* [Source text]
Senator Kennedy has released
figures given to him as chairman of
the Senate refugees subcommittee.
He says that there have been one
million civilian casualties in South
Viet-Nam alone since 1965, of
which 300,000 have been killed. In
the London Times of December 3,
Washington correspondent Louis
Heren compares such slaughter to
the Nazi record in Eastern Europe:
"These are terrible figures,
proportionally perhaps comparable
to the losses suffered by the Soviet
Union in the Second World War."
Two days earlier, the same
newspaper's correspondent in
Saigon, Fred Emery, reported:
"What begins as a 'firefight' in a
hamlet continues compulsively long
after opposing fire has been
suppressed. With such appalling fire
discipline among all units in
Viet-Nam, it is only exhaustion of
ammunition that brings
engagements to an end."
This is precisely the picture
which emerged from the sessions of
the International War Crimes
Tribunal in Scandinavia in 1967.
The Tribunal heard from former
U.S. servicemen of the dropping of
Vietnamese prisoners from
helicopters, the killing of prisoners
under torture and the shooting on
orders of those trying to be
accepted as prisoners. All this and
much more was known years ago to
anyone concerned to learn the
truth. It was certainly known to
tens of thousands of troops in
Viet-Nam. The London Times'
Saigon correspondent, describing
the reactions to the recent
revelations of Americans in
Viet-Nam, commented: "...There is
a strong undercurrent of knowledge
and fear that 'there, but for the
grace of God, go I.' "
This is why the prosecution of
isolated junior officers is quite
inadequate. They are to be made
scapegoats. The more wicked war
criminals are the highest ranking
military and civilian leaders, the
architects of the whole genocidal
policy. Have we so soon forgotten
the regular White House breakfasts
at which, Johnson boasted openly,
he and McNamara and their closest
colleagues selected the targets for
the coming week?

(Dataset rows)
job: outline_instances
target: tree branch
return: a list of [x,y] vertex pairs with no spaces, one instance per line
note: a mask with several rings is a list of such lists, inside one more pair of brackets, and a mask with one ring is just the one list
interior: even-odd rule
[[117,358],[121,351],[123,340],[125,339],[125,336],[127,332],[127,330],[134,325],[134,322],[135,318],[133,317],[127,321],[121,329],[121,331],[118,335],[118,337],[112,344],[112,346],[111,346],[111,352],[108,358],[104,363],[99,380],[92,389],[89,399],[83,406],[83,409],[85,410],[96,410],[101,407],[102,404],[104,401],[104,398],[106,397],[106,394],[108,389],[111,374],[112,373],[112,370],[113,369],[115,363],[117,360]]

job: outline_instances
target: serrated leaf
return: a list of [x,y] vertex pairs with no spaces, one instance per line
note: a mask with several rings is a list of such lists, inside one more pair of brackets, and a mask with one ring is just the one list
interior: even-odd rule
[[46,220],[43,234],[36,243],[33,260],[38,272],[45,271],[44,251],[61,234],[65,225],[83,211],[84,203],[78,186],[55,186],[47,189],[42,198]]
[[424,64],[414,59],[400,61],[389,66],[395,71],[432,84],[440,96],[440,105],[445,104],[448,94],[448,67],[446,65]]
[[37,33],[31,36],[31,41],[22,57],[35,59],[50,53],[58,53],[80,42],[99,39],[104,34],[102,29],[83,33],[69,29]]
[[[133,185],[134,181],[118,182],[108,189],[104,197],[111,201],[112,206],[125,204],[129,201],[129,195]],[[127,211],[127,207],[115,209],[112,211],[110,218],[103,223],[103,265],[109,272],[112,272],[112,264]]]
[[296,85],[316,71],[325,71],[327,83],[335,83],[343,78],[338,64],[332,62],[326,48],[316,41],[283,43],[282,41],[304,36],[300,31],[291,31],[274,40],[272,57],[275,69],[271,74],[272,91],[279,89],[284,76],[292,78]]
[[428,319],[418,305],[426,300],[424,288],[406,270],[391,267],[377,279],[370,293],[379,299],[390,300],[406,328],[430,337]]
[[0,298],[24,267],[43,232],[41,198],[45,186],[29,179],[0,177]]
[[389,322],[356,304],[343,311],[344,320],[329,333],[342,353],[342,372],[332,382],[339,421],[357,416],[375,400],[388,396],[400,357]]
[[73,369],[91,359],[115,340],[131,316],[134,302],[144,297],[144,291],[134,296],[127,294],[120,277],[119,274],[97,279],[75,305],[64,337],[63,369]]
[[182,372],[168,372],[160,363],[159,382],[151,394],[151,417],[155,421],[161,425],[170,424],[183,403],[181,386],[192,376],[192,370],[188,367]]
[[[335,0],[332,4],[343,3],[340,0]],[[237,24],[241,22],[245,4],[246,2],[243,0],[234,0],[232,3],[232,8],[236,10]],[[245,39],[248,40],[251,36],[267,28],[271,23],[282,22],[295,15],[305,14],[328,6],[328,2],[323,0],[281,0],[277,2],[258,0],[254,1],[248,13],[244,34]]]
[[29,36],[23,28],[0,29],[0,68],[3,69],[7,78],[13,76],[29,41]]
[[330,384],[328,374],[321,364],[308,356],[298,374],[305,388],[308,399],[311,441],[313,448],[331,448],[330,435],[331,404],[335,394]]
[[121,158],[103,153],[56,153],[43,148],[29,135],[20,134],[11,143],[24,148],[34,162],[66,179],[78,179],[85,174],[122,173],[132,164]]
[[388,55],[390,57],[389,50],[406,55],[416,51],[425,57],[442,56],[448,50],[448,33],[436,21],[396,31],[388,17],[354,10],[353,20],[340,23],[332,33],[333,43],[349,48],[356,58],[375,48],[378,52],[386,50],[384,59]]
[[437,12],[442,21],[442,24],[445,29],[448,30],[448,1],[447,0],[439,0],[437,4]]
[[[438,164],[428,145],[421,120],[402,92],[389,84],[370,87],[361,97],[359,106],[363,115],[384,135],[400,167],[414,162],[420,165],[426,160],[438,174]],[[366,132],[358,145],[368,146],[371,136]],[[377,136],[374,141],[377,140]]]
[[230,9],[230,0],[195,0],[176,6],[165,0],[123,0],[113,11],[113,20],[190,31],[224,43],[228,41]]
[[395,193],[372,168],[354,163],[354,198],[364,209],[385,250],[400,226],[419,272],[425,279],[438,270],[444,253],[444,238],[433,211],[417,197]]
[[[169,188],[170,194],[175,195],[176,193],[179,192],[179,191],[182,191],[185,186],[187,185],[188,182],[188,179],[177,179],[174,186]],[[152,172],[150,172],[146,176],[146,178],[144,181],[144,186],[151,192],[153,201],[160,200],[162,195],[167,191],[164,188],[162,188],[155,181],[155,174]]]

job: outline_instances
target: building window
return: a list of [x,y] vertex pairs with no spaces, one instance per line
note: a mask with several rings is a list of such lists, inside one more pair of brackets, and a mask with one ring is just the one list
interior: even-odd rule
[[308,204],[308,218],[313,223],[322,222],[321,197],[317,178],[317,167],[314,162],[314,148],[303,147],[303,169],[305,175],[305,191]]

* [Short exercise]
In the text on Viet-Nam war crimes, give the stretch from "This is why" through "the coming week?" again, substituting "low-ranking officers" for "junior officers".

* [Exercise answer]
This is why the prosecution of
isolated low-ranking officers is quite
inadequate. They are to be made
scapegoats. The more wicked war
criminals are the highest ranking
military and civilian leaders, the
architects of the whole genocidal
policy. Have we so soon forgotten
the regular White House breakfasts
at which, Johnson boasted openly,
he and McNamara and their closest
colleagues selected the targets for
the coming week?